#### [Your instructions]
Reproduce the stretch of the text on Saint Pelagia from "She appeared at" through "the other bishops.".

#### [Source text]
§ §

Open main menu

Pelagia (Greek: Πελαγία), distinguished as Pelagia of Antioch, Pelagia the Penitent, and Pelagia the Harlot, was a Christian saint and hermit in the 4th or 5th century. Her feast day was celebrated on 8 October, originally in common with Saints Pelagia the Virgin and Pelagia of Tarsus.[1][2][n 1]

Saint Pelagia
Saint pelagia.jpg
Margarita among her courtesans, as Saint Nonnus prays for her (14th-century MS)
Venerated in
Feast8 October


Pelagia's story, attributed to James[3][4] or Jacob[5][4] (Latin: Jacobus), deacon of the church of Heliopolis (modern Baalbek),[6]. He states that Margarita was the "foremost actress" and a prominent harlot in Antioch.[7] During one of the city's church councils, she passed by on a donkey surrounded by her entourage and a "worldly crowd".[4] Perfumed and immodestly bareheaded, the outlines of her body were "clearly visible" beneath her gold cloth, pearls, and precious stones, which ran from her bare shoulders to her feet. Most of the fathers were shamed into looking away, but the bishop Nonnus stared openly and confessed himself "delighted".[4] Mocking his fellows, he condemned both them and himself for taking less care of their souls than she had of her body.[7]

She appeared at his next Sunday sermon and Nonnus's sermon on hell and the goodness of paradise prompted her to repent. She had two of her slaves trail Nonnus to his residence and then wrote him on wax tablets, calling herself "sinful" and a "servant of the devil" but seeking mercy from God, who "came down to earth not for the sake of the righteous but to save sinners".[4] Nonnus replied to the anonymous request that God knew her and her past and that he would receive her, but only in the presence of the other bishops.

§ §

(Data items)
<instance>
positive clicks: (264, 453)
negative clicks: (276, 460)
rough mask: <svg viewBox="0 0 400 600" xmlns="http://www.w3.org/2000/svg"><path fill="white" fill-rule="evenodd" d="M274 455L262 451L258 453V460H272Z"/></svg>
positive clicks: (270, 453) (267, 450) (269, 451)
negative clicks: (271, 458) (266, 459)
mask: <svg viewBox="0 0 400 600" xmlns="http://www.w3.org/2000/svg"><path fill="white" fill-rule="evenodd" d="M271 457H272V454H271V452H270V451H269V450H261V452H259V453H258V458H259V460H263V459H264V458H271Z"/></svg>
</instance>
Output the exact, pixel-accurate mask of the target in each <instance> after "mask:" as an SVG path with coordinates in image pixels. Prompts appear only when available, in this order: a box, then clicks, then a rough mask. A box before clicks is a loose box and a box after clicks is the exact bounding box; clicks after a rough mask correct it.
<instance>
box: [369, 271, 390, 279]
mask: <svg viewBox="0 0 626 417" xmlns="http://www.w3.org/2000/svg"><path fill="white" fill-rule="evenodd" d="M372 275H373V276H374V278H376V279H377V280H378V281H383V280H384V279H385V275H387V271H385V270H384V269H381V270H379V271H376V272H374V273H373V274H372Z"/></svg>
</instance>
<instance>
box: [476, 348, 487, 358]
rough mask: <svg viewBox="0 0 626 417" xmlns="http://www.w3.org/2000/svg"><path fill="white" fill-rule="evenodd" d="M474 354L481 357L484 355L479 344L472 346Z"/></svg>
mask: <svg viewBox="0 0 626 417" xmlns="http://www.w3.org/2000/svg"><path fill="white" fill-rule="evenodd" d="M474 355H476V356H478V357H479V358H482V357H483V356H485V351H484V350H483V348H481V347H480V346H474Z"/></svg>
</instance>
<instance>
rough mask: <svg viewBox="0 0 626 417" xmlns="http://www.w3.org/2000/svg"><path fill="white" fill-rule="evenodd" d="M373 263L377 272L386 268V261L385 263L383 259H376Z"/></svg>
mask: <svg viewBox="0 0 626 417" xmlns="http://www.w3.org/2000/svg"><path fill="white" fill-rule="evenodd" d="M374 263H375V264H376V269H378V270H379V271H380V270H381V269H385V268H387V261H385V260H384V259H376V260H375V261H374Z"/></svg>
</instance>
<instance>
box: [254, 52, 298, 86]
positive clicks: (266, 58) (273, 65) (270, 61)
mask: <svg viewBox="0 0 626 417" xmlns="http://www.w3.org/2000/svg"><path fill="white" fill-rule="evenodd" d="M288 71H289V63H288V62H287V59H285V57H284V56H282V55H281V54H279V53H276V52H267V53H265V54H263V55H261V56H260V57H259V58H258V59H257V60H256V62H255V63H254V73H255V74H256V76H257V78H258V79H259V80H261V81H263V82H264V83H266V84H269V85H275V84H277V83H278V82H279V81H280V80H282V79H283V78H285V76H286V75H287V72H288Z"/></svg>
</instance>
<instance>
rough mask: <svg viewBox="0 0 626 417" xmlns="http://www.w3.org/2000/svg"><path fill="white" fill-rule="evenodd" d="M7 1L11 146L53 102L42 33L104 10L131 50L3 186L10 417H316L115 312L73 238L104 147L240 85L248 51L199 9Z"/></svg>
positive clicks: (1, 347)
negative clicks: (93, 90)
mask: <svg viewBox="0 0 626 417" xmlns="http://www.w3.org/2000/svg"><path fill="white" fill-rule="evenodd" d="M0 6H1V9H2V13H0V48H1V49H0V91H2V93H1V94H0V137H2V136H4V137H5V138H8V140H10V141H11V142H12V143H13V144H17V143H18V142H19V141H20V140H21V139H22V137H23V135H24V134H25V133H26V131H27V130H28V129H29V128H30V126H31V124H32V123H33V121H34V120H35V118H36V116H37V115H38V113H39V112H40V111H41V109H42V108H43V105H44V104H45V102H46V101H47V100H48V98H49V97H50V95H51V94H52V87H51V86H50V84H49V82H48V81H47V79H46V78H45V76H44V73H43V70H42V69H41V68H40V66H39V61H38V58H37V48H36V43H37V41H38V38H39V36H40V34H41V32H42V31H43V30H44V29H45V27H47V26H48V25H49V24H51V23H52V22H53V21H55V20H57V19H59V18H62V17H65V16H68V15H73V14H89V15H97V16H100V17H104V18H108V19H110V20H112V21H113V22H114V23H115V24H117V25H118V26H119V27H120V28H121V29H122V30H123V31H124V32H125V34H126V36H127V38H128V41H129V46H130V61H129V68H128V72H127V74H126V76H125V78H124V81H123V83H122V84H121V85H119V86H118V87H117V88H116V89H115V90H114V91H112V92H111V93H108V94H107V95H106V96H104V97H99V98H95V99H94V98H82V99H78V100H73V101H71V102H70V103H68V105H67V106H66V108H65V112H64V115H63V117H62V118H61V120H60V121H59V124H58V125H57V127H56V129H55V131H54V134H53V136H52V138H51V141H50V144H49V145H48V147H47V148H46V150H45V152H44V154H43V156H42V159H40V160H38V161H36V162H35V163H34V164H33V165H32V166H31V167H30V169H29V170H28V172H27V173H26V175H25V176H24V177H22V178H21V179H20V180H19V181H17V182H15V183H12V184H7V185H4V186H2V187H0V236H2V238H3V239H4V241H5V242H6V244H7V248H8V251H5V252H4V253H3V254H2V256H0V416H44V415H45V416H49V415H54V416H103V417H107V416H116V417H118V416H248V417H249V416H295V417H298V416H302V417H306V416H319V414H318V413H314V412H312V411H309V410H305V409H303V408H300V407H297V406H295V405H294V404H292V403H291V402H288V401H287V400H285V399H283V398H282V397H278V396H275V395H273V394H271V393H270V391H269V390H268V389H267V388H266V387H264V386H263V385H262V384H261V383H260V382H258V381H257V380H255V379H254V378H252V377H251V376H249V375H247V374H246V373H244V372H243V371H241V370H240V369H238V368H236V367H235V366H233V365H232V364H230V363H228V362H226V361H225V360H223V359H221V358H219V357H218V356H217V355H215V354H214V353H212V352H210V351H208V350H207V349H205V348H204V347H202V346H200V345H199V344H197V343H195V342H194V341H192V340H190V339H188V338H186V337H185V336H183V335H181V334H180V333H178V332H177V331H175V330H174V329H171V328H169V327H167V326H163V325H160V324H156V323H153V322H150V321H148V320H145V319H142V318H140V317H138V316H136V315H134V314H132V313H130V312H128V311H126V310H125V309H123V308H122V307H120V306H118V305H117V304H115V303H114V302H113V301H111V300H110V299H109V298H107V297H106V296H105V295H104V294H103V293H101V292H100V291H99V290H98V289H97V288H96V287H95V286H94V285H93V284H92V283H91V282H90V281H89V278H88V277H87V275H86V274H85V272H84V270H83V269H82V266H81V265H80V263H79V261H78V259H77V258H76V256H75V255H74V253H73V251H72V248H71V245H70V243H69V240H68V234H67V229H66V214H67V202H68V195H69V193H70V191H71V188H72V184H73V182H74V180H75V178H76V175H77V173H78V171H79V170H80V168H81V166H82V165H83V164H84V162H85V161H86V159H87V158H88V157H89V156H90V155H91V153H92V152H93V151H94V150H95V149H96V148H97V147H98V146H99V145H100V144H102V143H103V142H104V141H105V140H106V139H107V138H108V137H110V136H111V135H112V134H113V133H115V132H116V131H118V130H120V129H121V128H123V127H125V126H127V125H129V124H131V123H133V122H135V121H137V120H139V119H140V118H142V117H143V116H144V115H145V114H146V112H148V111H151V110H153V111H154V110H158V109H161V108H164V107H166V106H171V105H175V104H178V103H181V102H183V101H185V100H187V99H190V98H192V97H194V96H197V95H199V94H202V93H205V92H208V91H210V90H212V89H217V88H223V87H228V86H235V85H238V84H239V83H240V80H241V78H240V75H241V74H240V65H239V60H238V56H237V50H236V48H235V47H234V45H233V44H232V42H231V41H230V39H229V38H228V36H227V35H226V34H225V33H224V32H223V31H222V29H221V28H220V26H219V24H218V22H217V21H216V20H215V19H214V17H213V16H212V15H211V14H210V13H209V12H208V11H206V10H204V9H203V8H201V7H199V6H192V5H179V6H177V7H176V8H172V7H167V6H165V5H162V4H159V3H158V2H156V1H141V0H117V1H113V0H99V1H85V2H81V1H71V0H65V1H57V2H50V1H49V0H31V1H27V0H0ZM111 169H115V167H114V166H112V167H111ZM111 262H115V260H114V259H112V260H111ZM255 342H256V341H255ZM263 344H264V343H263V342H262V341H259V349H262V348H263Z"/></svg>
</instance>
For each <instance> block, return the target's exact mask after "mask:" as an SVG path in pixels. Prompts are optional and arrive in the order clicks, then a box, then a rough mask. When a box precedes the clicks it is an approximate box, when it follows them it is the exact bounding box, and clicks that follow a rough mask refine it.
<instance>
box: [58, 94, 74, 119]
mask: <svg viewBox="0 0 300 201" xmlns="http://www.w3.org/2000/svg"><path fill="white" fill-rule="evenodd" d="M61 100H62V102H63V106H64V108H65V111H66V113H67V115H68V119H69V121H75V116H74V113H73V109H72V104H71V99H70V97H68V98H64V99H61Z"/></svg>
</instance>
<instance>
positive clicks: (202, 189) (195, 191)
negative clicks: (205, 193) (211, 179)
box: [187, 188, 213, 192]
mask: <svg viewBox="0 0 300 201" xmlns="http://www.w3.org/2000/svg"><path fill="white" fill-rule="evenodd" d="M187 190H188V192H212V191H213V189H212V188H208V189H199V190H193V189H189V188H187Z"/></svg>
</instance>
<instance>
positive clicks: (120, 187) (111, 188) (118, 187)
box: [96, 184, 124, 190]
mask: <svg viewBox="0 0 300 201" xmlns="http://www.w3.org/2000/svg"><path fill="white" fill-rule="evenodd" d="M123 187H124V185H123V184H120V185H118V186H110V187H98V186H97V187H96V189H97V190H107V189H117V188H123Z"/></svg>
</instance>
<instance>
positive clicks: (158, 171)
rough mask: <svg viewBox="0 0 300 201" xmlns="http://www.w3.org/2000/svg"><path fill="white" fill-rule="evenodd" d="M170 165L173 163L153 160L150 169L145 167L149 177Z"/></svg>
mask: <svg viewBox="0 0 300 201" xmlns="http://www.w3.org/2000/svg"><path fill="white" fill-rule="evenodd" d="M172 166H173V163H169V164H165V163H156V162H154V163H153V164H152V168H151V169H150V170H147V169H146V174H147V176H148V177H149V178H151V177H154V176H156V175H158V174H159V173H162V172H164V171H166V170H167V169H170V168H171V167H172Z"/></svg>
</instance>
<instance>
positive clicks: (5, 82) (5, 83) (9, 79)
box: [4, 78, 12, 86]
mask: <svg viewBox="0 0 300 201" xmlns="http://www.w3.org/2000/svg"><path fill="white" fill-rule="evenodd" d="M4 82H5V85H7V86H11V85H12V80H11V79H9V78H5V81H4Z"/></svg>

§ §

#### [Response to the exercise]
She appeared at his next Sunday sermon and Nonnus's sermon on hell and the goodness of paradise prompted her to repent. She had two of her slaves trail Nonnus to his residence and then wrote him on wax tablets, calling herself "sinful" and a "servant of the devil" but seeking mercy from God, who "came down to earth not for the sake of the righteous but to save sinners".[4] Nonnus replied to the anonymous request that God knew her and her past and that he would receive her, but only in the presence of the other bishops.